Directions
Starting at the line containing "[trace] parked car" and ending with the final line of the listing below, turn each nonblank line into one string of a JSON list, skipping blank lines.
>> Start Stored records
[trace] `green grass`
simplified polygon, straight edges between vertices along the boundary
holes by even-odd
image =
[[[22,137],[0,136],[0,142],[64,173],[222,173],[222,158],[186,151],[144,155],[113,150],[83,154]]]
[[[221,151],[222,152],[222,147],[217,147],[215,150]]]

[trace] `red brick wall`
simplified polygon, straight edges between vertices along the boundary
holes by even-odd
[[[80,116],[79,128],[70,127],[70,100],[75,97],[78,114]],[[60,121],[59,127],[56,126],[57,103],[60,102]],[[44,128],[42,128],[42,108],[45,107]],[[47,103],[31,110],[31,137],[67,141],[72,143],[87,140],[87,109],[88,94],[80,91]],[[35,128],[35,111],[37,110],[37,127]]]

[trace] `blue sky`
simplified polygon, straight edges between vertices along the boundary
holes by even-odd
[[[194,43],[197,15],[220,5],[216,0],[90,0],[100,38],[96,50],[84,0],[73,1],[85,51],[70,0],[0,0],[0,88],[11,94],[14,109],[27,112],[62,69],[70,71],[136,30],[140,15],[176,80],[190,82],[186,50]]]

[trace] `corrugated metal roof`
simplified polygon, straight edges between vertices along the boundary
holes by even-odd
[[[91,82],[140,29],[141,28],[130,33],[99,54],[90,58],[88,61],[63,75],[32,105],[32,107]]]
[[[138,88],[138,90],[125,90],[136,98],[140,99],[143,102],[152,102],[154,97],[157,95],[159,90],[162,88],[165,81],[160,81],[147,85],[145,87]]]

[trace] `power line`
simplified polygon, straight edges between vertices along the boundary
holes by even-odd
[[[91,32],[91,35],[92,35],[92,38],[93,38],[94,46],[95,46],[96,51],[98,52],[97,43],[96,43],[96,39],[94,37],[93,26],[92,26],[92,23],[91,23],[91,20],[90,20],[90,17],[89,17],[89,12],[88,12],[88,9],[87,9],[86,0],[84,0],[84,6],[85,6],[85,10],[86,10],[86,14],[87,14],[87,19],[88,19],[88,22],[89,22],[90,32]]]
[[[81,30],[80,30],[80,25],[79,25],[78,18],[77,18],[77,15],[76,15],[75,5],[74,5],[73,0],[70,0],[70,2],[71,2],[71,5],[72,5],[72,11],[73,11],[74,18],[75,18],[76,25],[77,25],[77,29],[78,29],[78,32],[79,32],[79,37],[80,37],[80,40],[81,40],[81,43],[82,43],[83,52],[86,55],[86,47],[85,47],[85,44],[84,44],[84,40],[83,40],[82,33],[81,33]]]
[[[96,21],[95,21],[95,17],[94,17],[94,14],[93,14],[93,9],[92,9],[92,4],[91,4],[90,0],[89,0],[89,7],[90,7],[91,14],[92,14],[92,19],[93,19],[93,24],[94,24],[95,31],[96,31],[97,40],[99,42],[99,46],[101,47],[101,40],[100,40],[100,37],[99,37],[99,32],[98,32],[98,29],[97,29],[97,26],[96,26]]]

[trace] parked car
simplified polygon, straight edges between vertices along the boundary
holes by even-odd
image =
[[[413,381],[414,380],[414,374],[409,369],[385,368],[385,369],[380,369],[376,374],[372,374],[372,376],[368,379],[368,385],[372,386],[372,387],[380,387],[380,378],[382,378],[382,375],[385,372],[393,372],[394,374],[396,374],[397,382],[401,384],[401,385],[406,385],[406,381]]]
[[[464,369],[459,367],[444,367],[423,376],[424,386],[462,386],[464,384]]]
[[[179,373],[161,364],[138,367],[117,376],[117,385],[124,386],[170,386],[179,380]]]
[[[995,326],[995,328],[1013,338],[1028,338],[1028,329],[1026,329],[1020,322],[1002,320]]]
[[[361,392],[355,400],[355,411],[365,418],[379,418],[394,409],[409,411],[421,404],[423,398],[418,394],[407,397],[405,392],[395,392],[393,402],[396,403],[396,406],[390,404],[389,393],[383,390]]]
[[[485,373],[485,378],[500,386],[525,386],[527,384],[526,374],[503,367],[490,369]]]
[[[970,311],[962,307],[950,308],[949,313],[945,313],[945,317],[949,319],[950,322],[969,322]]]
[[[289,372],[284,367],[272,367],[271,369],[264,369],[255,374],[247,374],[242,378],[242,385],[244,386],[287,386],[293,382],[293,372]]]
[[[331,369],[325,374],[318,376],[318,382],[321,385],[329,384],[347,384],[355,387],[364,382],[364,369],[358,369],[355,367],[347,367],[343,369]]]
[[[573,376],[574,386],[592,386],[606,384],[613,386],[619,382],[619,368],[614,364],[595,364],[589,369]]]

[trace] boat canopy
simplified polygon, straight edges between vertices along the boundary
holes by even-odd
>> End Stored records
Expected answer
[
  "[trace] parked car",
  "simplified polygon, straight edges between vertices along the boundary",
  "holes by even-odd",
  "image =",
  "[[[413,381],[414,380],[414,374],[409,369],[385,368],[385,369],[380,369],[376,374],[372,374],[372,376],[368,379],[368,385],[372,386],[372,387],[380,387],[380,378],[382,378],[382,375],[385,372],[393,372],[394,374],[396,374],[397,382],[401,384],[401,385],[406,385],[406,381]]]",
  "[[[464,369],[459,367],[444,367],[423,376],[424,386],[462,386],[464,384]]]",
  "[[[179,373],[161,364],[138,367],[117,376],[117,385],[124,386],[170,386],[179,380]]]",
  "[[[995,326],[995,328],[1013,338],[1028,338],[1028,329],[1026,329],[1020,322],[1002,320]]]",
  "[[[361,392],[355,400],[355,411],[365,418],[379,418],[394,409],[409,411],[421,404],[423,398],[418,394],[407,397],[405,392],[395,392],[393,402],[396,403],[396,406],[390,404],[389,393],[383,390]]]",
  "[[[485,373],[485,378],[500,386],[525,386],[527,384],[526,374],[503,367],[490,369]]]",
  "[[[970,311],[962,307],[950,308],[949,313],[945,313],[945,317],[949,319],[950,322],[969,322]]]",
  "[[[289,372],[284,367],[272,367],[271,369],[264,369],[255,374],[247,374],[242,378],[242,385],[244,386],[287,386],[293,382],[293,372]]]",
  "[[[331,369],[325,374],[318,376],[318,382],[321,385],[329,384],[347,384],[355,387],[364,382],[364,369],[358,369],[355,367],[347,367],[343,369]]]",
  "[[[573,376],[574,386],[592,386],[606,384],[613,386],[619,382],[619,368],[614,364],[595,364],[589,369]]]",
  "[trace] boat canopy",
  "simplified polygon, straight edges between vertices along the boundary",
  "holes by even-odd"
]